As OpenShift is widely used today, this raises the question of why the world needs another offering such as Giant Swarm, and how it’s different. So, let’s take a deeper look at how Giant Swarm compares to OpenShift.

At Giant Swarm we’re driven by customer obsessions. This means we’re always starting with the “WHY”. Challenging what drives our customers, their problems, and the pains they face, again and again – to understand what they really need and want.

From working with our enterprise customers, and the talks we have with many others, we’ve learned that they want to increase their business agility and developer productivity. This is to gain a competitive edge in the digital era in the first place. They want their applications to be running resiliently and to be scalable across their own data-centers and the public clouds. Additionally, most want to stay flexible and avoid lock-in in this ever-changing world. Obviously, cost savings often play a role too.

Position identification records
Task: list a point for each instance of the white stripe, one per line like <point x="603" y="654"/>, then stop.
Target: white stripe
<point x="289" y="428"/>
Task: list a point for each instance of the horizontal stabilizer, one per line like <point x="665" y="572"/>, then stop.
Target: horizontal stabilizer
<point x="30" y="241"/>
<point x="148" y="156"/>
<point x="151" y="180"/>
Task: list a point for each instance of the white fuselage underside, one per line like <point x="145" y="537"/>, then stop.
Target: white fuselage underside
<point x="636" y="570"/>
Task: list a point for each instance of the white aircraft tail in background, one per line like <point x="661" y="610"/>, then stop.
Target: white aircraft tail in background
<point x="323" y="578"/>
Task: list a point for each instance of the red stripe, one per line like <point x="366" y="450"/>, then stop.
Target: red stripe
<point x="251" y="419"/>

Stated exercise: Carry on the passage comparing Giant Swarm with OpenShift, picking up right after its final sentence.

Task result:
To gain business agility and increase developer productivity they want their development teams to be empowered, have the freedom to use the right tools for the job, and easily run Cloud Native projects on-demand at scale, reliably, and without having to manage the underlying infrastructure. This is so they can focus on what they do best – working on their applications.

Key motivations to become Cloud Native

Business Agility
Developer Productivity
Resiliency
Scalability
Cost Savings

These customer motivations have strong implications on our product, our architecture, and even our business model. Next, we’ll cover the key differentiators that explain how Giant Swarm is different, how we add value during our customer’s Cloud Native journeys, and why recently more and more enterprises are choosing Giant Swarm over traditional PaaS platforms like OpenShift.

1. Multitenancy: Hard Isolation vs. Soft Isolation

Giant Swarm believes that soft in-cluster separation by namespaces doesn’t provide the high level of security often required by enterprises or the freedom that development teams need to ship features quickly. We’re not alone with this opinion as Kelsey Hightower, Staff Developer Advocate at Google Cloud Platform, recommends in his Keynote at KubeCon Austin 2017 “Run Kubernetes clusters by org-chart”.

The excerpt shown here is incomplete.